> Task prompt:
Your task is to copy all of the data exactly.

═════ Exercise materials ═════

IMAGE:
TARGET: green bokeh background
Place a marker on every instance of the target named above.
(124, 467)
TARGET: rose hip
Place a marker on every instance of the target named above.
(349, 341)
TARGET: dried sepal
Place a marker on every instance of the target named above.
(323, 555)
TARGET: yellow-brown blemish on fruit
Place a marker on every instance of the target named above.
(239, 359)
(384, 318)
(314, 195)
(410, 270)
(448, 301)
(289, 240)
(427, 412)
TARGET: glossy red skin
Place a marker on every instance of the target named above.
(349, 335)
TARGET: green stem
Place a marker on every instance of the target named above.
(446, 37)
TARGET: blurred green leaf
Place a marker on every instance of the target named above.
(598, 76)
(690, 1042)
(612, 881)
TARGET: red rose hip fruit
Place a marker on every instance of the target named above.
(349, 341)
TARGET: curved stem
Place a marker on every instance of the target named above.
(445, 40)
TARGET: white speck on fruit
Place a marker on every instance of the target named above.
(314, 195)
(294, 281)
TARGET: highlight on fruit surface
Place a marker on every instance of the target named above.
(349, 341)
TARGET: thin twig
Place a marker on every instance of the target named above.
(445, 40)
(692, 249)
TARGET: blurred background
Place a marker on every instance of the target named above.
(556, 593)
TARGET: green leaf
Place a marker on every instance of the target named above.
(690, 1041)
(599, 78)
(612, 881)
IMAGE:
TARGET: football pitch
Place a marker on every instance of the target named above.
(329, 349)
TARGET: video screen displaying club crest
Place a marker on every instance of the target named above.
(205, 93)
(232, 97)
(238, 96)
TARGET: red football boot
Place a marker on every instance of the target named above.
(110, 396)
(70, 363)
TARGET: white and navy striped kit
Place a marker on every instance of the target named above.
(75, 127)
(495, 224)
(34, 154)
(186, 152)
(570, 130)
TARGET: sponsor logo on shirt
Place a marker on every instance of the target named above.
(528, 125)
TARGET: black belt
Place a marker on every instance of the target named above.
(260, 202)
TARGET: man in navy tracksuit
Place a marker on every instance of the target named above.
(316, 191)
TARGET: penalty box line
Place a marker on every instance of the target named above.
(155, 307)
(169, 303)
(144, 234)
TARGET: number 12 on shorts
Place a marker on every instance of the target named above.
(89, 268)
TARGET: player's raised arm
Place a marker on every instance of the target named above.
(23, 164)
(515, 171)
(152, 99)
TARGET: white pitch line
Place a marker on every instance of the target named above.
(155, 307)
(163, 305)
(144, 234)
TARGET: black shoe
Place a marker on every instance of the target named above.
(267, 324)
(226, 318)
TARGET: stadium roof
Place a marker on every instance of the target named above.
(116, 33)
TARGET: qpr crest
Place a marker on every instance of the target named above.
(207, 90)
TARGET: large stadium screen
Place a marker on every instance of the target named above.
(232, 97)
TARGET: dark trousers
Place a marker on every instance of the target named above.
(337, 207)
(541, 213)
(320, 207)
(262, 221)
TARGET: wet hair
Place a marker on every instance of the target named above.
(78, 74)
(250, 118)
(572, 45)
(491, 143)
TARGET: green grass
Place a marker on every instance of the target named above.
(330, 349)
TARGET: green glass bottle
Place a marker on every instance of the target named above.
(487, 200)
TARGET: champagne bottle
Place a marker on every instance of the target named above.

═════

> Reply to the exercise:
IMAGE:
TARGET: green bokeh background
Place a marker on every instance of the target named above.
(124, 467)
TARGET: rose hip
Place a marker on every instance of the target named above.
(349, 341)
TARGET: dried sepal
Place a marker on every instance of the target named above.
(323, 555)
TARGET: yellow-brown blemish on fruit
Place a marker on every instance of the target named above.
(239, 359)
(384, 318)
(314, 195)
(410, 270)
(448, 301)
(289, 240)
(427, 412)
TARGET: glossy red skin
Place a marker on every instance of the target named above.
(349, 335)
TARGET: green stem
Place a marker on every instance of the target named above.
(446, 37)
TARGET: blurred green leaf
Place a marker on every instance of the target named above.
(598, 76)
(690, 1042)
(612, 881)
TARGET: red rose hip fruit
Place a marker on every instance of the target named above.
(349, 341)
TARGET: curved stem
Place a marker on every instance of the target named above.
(445, 40)
TARGET: white speck on fruit
Place a marker on every instance of the target named above.
(314, 195)
(294, 281)
TARGET: highlight on fruit surface
Place a marker on every instance of the target named above.
(349, 341)
TARGET: thin twig
Place a marker on every instance of the target named above.
(445, 40)
(692, 249)
TARGET: blurred background
Place a marker on every instance of the target named above.
(556, 593)
TARGET: green leaf
Place a marker on every instance of the target named above.
(690, 1041)
(599, 78)
(612, 881)
IMAGE:
TARGET: football pitch
Place a marker on every instance of the target named above.
(329, 349)
TARGET: video screen displaying club crest
Place a marker on every instance of the target named above.
(205, 93)
(232, 97)
(238, 96)
TARGET: red football boot
Place a marker on every instance of the target named above.
(110, 396)
(70, 363)
TARGET: white and navy striped kit
Place a marker on every instance of the target named above.
(75, 127)
(495, 224)
(34, 154)
(186, 152)
(570, 130)
TARGET: sponsor logo on shirt
Place a marker on every instance of the target named above.
(528, 125)
TARGET: black belt
Place a marker on every instance of the target named above.
(260, 202)
TARGET: man in navy tracksuit
Place a marker on every instance of the target named above.
(316, 191)
TARGET: penalty box line
Place a marker on every instance of the target named above.
(155, 307)
(169, 303)
(144, 234)
TARGET: number 12 on shorts
Place a marker on every instance of the target named above.
(89, 268)
TARGET: player's raised arm
Place a marker on every instance of the target named above.
(23, 164)
(515, 171)
(152, 99)
TARGET: white pitch line
Place a marker on every instance of the target named above.
(155, 307)
(163, 305)
(144, 234)
TARGET: black shoe
Place a marker on every instance of the target named above.
(267, 324)
(226, 318)
TARGET: stadium roof
Place a marker on every instance of the target named above.
(116, 33)
TARGET: qpr crest
Place a marker on every instance of the target named above.
(207, 90)
TARGET: large stadium screen
Place a marker on every instance of the target named above.
(232, 97)
TARGET: dark trousers
Place a marker on every instance of the target named above.
(337, 207)
(541, 213)
(320, 207)
(262, 221)
TARGET: wet hair
Place a marker on every instance of the target named above.
(78, 74)
(250, 118)
(572, 45)
(491, 143)
TARGET: green grass
Place a marker on every instance of the target named above.
(330, 349)
TARGET: green glass bottle
Place a marker on every instance of the target named above.
(487, 200)
TARGET: champagne bottle
Place a marker on every instance of the target named above.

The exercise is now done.